→ DATA FOR THE TASK

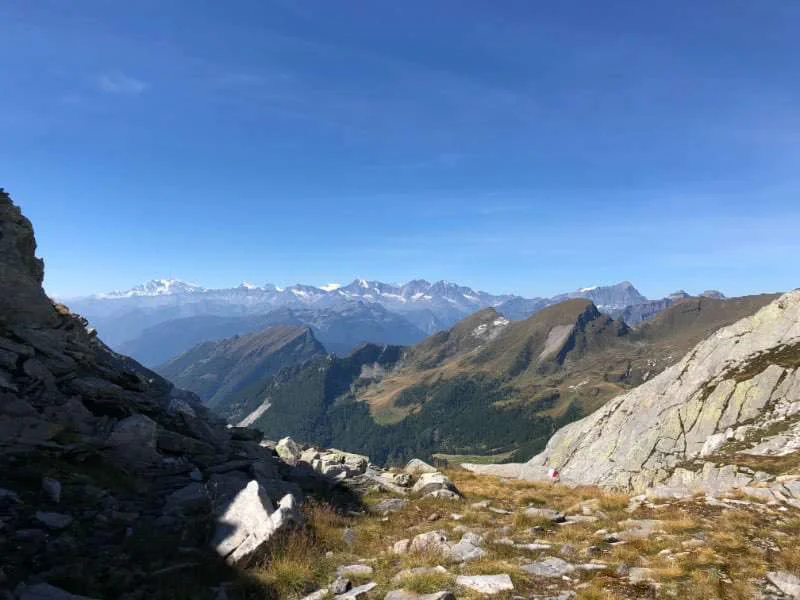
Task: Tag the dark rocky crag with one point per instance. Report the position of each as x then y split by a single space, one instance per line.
114 483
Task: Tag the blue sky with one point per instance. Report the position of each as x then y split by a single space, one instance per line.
515 146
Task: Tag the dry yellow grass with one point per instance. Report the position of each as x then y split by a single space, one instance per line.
726 550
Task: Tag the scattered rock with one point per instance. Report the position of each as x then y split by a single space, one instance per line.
786 582
390 505
432 482
549 566
418 467
640 575
247 521
544 513
416 571
354 571
340 585
44 591
432 541
349 536
639 529
288 450
406 595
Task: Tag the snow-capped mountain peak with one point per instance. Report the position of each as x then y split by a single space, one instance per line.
157 287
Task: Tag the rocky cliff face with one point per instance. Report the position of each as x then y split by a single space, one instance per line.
734 395
111 479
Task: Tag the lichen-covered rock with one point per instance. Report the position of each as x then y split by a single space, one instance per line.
288 450
486 584
432 482
418 467
246 523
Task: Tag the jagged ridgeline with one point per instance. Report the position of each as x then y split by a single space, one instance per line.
489 386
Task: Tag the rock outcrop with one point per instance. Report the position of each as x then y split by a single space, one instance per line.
736 393
110 477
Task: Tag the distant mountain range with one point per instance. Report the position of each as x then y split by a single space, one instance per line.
488 385
164 317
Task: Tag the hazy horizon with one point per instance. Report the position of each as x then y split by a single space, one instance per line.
513 148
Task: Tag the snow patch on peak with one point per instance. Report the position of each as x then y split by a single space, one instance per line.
156 287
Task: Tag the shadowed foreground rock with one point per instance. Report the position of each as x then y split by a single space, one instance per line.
111 479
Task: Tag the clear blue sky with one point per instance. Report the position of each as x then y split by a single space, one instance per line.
520 146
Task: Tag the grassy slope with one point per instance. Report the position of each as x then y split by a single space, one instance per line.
483 388
703 552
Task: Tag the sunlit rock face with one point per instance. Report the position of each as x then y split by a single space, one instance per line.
745 375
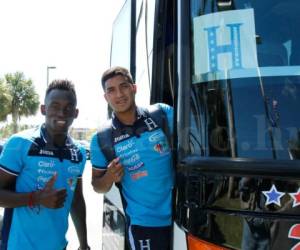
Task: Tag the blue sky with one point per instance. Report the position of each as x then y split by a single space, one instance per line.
72 35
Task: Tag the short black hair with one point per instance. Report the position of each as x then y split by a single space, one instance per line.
62 85
115 71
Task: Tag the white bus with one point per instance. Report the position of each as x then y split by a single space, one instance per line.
231 69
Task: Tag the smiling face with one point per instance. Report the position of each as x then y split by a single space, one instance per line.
120 94
60 111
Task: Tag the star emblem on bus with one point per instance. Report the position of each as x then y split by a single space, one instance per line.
296 198
273 196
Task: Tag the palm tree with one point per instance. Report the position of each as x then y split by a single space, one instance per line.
24 99
5 100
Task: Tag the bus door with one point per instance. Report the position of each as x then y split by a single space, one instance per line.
238 171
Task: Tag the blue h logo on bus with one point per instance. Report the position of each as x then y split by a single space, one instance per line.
234 47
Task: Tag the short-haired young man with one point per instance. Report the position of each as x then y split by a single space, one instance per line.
44 166
143 163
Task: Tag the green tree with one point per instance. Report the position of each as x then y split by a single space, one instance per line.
5 100
24 98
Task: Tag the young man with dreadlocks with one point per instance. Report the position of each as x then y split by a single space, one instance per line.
40 178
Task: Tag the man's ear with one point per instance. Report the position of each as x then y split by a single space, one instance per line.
76 113
105 96
43 109
134 88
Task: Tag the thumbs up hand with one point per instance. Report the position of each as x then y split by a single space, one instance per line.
50 197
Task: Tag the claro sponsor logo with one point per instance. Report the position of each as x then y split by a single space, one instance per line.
74 170
46 164
155 137
122 137
46 152
125 147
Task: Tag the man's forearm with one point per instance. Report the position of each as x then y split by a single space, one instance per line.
78 214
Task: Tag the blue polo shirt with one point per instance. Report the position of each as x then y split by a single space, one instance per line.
145 154
29 157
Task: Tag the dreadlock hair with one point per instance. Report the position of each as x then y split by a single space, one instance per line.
115 71
62 85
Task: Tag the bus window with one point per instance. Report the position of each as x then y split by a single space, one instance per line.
245 105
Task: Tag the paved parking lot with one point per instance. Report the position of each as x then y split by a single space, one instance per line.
94 215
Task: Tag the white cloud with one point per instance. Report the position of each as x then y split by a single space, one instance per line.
73 35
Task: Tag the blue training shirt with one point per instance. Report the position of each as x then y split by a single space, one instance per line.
145 154
28 156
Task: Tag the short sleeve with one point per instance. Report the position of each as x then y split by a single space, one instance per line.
98 159
169 111
11 156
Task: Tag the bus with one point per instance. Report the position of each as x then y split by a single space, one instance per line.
231 70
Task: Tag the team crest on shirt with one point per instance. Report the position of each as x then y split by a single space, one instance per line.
72 183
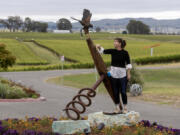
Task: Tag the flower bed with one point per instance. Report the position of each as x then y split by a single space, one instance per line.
43 126
12 90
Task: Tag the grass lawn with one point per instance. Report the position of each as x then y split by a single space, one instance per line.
161 85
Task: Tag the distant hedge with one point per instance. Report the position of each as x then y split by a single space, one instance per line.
157 59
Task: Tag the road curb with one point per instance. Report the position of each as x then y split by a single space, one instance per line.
24 100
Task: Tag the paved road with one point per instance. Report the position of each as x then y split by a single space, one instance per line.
58 96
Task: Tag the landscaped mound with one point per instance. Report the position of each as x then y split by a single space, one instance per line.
12 90
43 126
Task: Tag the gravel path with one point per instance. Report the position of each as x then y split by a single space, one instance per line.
58 96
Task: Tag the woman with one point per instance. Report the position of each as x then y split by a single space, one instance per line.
120 71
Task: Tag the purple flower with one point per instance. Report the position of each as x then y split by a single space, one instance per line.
11 132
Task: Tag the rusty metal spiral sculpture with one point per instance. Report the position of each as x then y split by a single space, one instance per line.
87 93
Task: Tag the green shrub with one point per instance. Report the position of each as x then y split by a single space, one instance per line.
7 92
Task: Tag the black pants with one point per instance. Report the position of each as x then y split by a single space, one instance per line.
119 85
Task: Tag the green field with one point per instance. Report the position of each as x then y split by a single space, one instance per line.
160 86
78 50
74 47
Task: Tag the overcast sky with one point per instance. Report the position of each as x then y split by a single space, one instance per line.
52 10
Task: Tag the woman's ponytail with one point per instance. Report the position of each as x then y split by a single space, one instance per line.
123 42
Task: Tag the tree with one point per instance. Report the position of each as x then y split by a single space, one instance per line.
98 29
137 27
6 58
64 24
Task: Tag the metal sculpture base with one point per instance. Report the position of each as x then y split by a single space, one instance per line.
87 93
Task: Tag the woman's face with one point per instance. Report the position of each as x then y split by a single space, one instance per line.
117 44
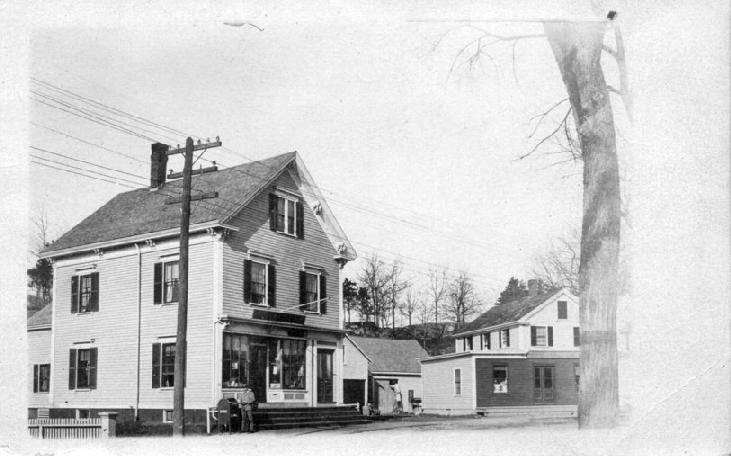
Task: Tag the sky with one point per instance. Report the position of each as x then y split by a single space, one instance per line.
386 122
419 159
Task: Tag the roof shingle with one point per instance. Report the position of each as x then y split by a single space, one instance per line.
389 355
144 210
42 317
511 311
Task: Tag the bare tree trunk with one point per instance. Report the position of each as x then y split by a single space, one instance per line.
577 48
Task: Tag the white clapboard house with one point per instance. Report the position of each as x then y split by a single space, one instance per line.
265 304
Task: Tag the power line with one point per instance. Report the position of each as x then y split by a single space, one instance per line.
354 207
90 143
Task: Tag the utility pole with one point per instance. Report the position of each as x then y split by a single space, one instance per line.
181 341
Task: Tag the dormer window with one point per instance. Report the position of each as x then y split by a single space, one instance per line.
541 336
260 282
85 293
313 291
286 215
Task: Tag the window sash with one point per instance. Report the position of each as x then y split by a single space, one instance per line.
167 365
83 368
457 382
235 360
541 336
291 216
312 291
258 281
562 310
170 282
500 379
504 338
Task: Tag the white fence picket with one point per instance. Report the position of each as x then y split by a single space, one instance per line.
65 428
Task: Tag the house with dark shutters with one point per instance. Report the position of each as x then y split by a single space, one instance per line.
520 356
264 296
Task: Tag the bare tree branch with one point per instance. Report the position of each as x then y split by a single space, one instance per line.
547 137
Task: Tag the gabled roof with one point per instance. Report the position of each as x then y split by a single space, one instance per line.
389 355
142 211
509 312
41 318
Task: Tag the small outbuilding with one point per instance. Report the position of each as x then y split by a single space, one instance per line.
521 356
373 365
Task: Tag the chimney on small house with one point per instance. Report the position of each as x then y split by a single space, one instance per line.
532 287
158 165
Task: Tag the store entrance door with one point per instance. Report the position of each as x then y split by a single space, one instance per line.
258 372
324 376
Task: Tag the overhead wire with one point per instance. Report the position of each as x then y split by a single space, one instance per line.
351 206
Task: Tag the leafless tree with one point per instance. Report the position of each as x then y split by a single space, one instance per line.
577 48
410 304
463 300
559 266
437 291
396 287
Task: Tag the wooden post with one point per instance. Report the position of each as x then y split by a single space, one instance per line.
180 346
109 425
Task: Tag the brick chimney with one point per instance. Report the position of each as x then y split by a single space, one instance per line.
158 165
532 287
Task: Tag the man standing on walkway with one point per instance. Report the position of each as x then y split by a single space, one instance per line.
398 407
246 400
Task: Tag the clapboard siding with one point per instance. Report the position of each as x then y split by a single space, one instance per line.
288 252
161 320
113 330
520 382
438 384
39 352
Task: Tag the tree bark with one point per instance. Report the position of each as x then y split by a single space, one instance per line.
577 48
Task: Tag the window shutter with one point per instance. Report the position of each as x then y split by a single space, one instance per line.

→ DESCRIPTION OF THE TASK
The only output should be the lines from the one containing "Task: Tag the man standing" through the final line of the material above, copied exactly.

→ RESULT OF THIS EXERCISE
Task: Tag the man standing on walkway with one point per instance. Report the position of each as x then y split by a single space, one instance per line.
398 407
246 400
Task: Tag the clapboard siding with one point per instance. Report the position of each as x then y split by a single space, one instance per line.
288 252
161 320
113 330
520 382
438 384
39 352
Task: Tag the tree bark with one point per instance. Report the position of each as x then y split by a single space, one instance per line.
577 48
Task: Tag the window shutter with one point per instance. Report the position of each as x then y split by a single space, one instance per line.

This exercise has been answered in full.